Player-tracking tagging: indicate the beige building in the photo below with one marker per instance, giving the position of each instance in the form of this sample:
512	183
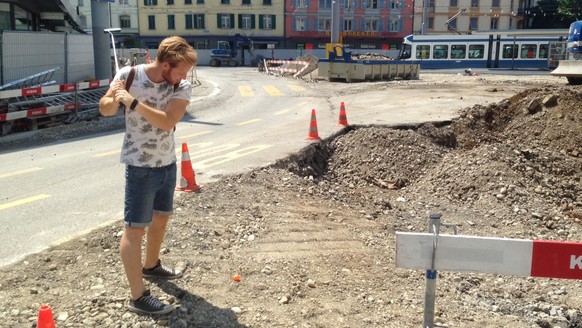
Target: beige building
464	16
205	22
+-------+
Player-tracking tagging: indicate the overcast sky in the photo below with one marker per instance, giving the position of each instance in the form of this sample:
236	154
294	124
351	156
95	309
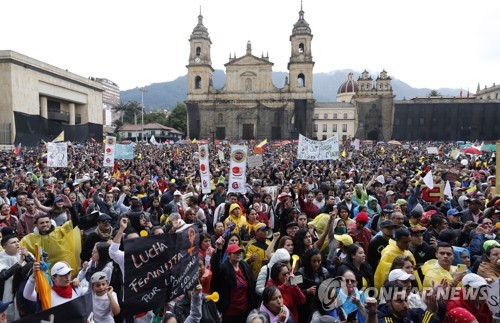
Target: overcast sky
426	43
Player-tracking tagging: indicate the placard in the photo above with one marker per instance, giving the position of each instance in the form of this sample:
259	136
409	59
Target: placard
+-------+
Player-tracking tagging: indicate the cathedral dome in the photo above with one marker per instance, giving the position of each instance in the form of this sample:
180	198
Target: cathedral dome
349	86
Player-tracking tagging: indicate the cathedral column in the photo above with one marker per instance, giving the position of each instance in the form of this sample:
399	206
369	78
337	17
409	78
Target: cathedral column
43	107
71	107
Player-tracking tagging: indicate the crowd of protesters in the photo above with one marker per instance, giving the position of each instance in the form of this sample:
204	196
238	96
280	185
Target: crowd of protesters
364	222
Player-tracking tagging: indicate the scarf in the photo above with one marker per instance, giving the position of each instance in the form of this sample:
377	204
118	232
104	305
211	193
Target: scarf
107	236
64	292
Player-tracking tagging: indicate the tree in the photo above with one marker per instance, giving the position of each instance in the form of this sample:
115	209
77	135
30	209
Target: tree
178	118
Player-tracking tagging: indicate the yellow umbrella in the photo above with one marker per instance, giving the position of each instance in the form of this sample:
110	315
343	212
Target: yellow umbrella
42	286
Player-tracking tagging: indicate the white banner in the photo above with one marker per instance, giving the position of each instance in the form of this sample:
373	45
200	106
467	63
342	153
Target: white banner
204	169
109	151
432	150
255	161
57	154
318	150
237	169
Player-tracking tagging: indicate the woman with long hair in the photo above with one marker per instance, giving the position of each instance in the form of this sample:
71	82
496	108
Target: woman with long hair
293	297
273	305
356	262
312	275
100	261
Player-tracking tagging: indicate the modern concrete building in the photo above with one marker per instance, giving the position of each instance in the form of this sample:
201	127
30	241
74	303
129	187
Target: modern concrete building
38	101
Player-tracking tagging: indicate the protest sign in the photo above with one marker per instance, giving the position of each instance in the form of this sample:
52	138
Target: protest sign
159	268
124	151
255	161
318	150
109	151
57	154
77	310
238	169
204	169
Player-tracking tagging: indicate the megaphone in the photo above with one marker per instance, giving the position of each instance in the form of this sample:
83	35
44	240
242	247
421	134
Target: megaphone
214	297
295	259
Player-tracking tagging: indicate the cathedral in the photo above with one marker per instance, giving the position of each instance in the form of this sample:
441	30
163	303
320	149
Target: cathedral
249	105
+-------+
-- Work instruction --
Wherever the word "below" occurs in a line of the listing, copy that line.

-- Solution to the exercise --
Player-tracking tagging: indicate the beige building in the photo below with one marker per instance, giving the position of each instance in the form of this sample:
Player-tracking tagging: indicate the overcast sky in the photo below with one marker per instance, giving the position of each instance in the form of this sample:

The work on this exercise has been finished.